* [PROBLEM DESCRIPTION]:
Which lines of the material contain the word "rightmost"? Show each one.

[PROVIDED RECORDS]

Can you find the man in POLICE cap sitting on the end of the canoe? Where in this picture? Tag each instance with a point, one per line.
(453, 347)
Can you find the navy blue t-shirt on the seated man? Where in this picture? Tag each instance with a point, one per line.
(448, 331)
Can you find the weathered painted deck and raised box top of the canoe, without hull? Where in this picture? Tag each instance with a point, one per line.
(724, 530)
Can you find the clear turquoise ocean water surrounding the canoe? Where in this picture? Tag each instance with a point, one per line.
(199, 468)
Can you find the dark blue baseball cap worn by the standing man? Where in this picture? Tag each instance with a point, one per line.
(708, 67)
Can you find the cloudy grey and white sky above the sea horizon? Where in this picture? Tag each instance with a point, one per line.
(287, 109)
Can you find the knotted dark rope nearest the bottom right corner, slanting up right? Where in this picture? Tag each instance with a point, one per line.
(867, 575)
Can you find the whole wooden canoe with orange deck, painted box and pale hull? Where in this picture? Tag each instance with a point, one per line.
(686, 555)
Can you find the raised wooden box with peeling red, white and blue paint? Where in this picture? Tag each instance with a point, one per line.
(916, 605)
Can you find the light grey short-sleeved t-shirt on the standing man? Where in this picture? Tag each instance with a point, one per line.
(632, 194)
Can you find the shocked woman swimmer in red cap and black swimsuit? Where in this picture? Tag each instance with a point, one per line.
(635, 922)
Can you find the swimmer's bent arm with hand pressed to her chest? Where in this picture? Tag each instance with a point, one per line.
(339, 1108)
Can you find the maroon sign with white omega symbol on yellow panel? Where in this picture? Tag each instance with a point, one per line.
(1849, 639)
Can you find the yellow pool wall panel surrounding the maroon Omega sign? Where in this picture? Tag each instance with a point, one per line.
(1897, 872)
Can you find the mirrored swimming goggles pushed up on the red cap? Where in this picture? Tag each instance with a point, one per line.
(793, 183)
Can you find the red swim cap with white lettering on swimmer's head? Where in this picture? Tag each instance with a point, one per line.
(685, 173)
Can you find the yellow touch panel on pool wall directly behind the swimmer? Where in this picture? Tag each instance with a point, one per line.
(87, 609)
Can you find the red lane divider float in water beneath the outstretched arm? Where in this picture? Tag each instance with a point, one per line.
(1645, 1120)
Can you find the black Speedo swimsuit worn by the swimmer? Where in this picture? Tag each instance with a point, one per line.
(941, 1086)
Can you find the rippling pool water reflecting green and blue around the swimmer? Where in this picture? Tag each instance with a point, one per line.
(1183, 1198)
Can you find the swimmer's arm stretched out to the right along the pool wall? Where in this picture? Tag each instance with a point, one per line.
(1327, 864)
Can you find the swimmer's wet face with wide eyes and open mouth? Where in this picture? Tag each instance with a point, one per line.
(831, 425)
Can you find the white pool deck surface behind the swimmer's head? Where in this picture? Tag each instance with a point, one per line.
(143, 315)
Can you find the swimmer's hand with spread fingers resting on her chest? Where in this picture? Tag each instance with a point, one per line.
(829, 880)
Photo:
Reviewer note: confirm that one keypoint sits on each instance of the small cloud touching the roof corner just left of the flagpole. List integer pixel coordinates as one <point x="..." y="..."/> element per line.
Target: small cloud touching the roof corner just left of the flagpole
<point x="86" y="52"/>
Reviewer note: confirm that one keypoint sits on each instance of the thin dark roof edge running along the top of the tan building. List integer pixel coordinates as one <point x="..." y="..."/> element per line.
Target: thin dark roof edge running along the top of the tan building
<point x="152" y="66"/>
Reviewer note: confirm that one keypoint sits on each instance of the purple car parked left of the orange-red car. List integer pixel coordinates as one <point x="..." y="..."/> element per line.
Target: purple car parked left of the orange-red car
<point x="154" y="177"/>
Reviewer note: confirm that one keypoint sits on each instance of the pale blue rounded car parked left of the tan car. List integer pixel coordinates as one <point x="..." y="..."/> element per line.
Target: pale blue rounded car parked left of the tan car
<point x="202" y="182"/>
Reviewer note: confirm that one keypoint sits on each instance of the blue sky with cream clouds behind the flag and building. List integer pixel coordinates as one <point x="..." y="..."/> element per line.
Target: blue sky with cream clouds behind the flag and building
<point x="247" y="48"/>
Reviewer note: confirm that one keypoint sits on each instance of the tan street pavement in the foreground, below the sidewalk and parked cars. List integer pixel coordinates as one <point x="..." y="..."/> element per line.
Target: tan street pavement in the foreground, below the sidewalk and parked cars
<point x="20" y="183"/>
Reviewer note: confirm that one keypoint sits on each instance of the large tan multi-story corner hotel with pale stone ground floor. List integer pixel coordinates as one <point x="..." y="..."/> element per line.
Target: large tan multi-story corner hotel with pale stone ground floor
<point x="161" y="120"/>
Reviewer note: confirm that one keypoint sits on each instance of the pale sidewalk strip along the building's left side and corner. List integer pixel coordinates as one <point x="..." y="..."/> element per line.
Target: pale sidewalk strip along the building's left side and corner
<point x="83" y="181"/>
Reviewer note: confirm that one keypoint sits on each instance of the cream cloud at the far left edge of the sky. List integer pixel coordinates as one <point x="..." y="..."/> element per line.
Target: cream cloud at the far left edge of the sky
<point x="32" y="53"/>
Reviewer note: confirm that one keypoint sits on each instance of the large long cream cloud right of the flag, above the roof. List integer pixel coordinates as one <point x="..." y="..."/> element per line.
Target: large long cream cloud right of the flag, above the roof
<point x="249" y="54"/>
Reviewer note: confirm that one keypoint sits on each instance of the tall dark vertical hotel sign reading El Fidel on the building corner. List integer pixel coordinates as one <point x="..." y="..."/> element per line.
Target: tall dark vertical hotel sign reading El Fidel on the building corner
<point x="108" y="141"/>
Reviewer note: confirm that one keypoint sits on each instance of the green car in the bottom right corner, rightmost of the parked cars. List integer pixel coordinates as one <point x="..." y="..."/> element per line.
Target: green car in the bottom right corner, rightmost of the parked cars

[/PROVIDED RECORDS]

* [WORKED SOLUTION]:
Reviewer note: confirm that one keypoint sits on each instance of the green car in the bottom right corner, rightmost of the parked cars. List integer pixel coordinates as one <point x="..." y="..."/> element per line.
Target: green car in the bottom right corner, rightmost of the parked cars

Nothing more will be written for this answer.